■ **Required work**
In your copy, leave out the pictures and repeat the entries below exactly.

══ Supplied data ══

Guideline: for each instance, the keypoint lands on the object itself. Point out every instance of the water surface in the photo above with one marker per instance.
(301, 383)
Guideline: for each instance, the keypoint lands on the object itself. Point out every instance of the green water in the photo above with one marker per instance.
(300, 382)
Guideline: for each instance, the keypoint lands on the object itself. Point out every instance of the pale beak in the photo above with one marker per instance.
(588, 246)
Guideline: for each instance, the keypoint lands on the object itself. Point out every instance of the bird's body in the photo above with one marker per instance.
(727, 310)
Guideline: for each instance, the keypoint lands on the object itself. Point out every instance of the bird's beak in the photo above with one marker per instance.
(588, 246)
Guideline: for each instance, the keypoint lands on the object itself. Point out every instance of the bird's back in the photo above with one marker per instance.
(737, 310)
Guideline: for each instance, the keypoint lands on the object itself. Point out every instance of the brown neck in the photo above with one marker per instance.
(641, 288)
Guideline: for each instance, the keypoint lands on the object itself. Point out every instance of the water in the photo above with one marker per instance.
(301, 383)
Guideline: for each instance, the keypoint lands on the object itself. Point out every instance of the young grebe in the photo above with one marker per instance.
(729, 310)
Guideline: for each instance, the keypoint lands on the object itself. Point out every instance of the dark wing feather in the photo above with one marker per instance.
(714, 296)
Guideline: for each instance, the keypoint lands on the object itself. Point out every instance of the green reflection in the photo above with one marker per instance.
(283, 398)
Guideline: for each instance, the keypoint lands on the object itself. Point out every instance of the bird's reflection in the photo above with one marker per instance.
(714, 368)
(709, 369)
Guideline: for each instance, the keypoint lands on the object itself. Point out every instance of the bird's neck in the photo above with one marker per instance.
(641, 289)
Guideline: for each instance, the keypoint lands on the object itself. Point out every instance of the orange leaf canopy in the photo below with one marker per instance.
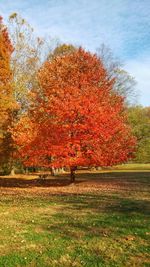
(77, 117)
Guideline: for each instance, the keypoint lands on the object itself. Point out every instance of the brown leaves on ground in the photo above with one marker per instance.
(85, 183)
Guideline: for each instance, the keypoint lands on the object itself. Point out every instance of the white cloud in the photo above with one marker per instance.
(140, 69)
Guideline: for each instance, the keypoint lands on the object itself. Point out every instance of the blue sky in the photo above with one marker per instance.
(122, 25)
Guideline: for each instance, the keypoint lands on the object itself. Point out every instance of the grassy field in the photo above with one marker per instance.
(101, 220)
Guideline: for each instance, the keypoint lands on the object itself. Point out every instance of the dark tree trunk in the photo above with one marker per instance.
(72, 174)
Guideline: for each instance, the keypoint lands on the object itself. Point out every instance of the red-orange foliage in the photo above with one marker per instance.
(76, 119)
(7, 102)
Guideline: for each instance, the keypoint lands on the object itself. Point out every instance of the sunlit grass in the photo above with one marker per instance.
(77, 229)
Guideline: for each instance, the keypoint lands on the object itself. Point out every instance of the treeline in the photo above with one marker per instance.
(62, 106)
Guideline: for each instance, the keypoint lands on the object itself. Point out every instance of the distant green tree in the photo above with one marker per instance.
(139, 119)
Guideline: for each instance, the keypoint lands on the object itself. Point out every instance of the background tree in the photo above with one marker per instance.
(80, 121)
(26, 58)
(124, 82)
(139, 118)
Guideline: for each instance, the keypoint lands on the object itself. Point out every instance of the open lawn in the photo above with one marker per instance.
(101, 220)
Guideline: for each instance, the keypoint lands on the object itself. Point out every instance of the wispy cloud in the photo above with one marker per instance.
(123, 25)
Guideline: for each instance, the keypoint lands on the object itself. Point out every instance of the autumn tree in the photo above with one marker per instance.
(77, 120)
(7, 102)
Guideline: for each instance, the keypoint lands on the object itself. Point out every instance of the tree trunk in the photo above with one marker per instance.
(72, 174)
(12, 172)
(52, 171)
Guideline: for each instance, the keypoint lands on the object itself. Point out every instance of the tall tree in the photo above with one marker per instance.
(80, 121)
(7, 101)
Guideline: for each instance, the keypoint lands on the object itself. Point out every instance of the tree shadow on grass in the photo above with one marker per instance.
(99, 216)
(86, 179)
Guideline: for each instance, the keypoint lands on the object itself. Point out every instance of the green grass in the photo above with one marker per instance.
(106, 228)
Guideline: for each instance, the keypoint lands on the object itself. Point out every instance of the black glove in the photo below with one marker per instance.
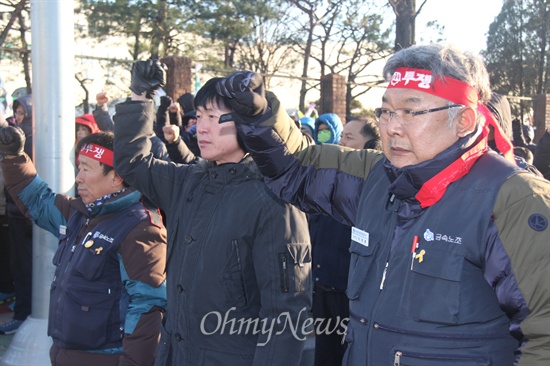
(12, 141)
(165, 102)
(245, 93)
(148, 76)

═══

■ **The answer**
Guideline: for each instance, the keypoint lands on the object itself. Point out every instance of the water surface in the photo above with one marker per instance.
(301, 383)
Guideline: for each instance, the keypoint lands on the object itself. Point out every instance of the green water in the photo above with one marker per instance.
(300, 382)
Guideline: for each instance, the keypoint lands on the object itself. Point out every instance of the pale beak in the photo above with one marker per instance.
(588, 246)
Guideline: for each instance, the keypoint lands on the object itself. Point out every instance of the bird's body in the photo above with one marker per instance.
(727, 310)
Guideline: for each instance, the keypoint lands on the object itself. Point out every instance of the bird's beak in the photo above with one marker per instance.
(588, 246)
Guideline: for each instance, the keypoint lands on the object itself. Point out every instance of the bird's back in the photo above with one marker per instance.
(737, 310)
Guideline: for each instance, the keypoint lands on the object itself. Point out every instance of the brown neck in the photo above with one marker per instance.
(641, 288)
Guideline: for each instance, the keypoint lands on the object itself. Point out every instance of the water in the photo above with one marker per instance.
(301, 383)
Guideline: for each instance, the keypoint lands on the object itself. Point out every instance of the young grebe in the photo above with one marker per instance.
(729, 310)
Guideline: for each instance, the keypoint lands on the object itself. Point out every instance of the dark wing feather in the photo above with one marker per instance.
(714, 296)
Guideline: for each instance, the keypoint lands on the object itself. Point out every instance of the green reflection in the photo above with one marker per instance.
(283, 398)
Guideline: for each instance, the keypoint lands on the object itself. Point out every instance of the bird's reflection in the photo above with one marker per instance.
(714, 368)
(709, 369)
Guideline: for each instance, the keypoint lands on the object itself. Point out every instance of the bird's neck in the photo above with one marker per instance.
(641, 289)
Guideline: for each instance, the keypoint lands on the object itself. Point out every instance of the orange leaf canopy in the photo below with one marker per instance.
(77, 117)
Guideline: for each instance, the keypoint lands on the object itself. Point out every instance of the brown leaves on ground in the photo above with one marker per instance.
(85, 183)
Guideline: for each instance, the keypoint lands on the object itself. Point out every instance of the white cloud in the photo above with one marker per instance.
(140, 69)
Guideline: for each instance, the keypoint lands on the object itself. Point out every instance of the blue sky in the photo above with one marker per instance.
(122, 25)
Guideline: for each instance, the keypoint lands on the object itself. Point out every instance of the grassy field in the photo above with one marker per instance.
(101, 220)
Guideline: for each instance, the keypoint lands on the object itself. Point out every instance of the dark tree trunk in the photo above with one marker per instance.
(72, 174)
Guideline: for each instance, the keypoint lands on the object itself. Point out every instance of the red-orange foliage in the photo above with one marker per instance.
(76, 119)
(7, 102)
Guideline: for each instance, the keypoint lands on the object itself. Point out every instance of the sunlit grass in the photo above with one marker per instance.
(77, 229)
Guideline: for each instance, the keypoint lands on the object itself. Point out every instance of the treeline in the photo above with one marker per instance.
(62, 106)
Guideline: for each instance, the keypoint lands on the object itself. Point out every instance of the distant green tree in the photo above with one marker per instance.
(139, 119)
Guideline: for each instance, the keypoint lands on the object itself. Point out every instance of the background tree in the photo above with one marker per instance.
(80, 121)
(26, 58)
(124, 82)
(139, 118)
Guideline: for each instance, the keypoint lands on the object itself. Point out every instance of the open lawn in the photo above with one marker per instance.
(101, 220)
Guideline: for each instance, the keypoint lands on the object itself. Point out every instance of the wispy cloud in the photo above with one marker per instance.
(123, 25)
Guideline: for each instance, the keypoint lands on the object itself. Point out every instance of the autumn tree in the photo above with one marker per instance.
(77, 120)
(7, 102)
Guideline: for each instance, the keypoint lands on the object itself. Point out every instance of the tree trunk in the photo above with one marker per instance.
(72, 174)
(12, 172)
(52, 171)
Guideline: for each instance, the keypoint lands on the object itself. Point out every instance of the tall tree in the photo above with one marker per instance.
(80, 121)
(7, 101)
Guideline: for each instance, the keypoint lands on the object itself. Point out every instance of the tree shadow on grass in the photo above with one marker per instance.
(99, 216)
(86, 179)
Guideline: for each instance, the keypoint lands on the object itself. Point out every instance of the green grass in the photo above with one marker per instance.
(106, 228)
Guideline: for each instance, the keypoint lands on the object itself. Point out every instance of the black glove in the photo below with one marker per instance.
(12, 141)
(165, 102)
(245, 93)
(148, 76)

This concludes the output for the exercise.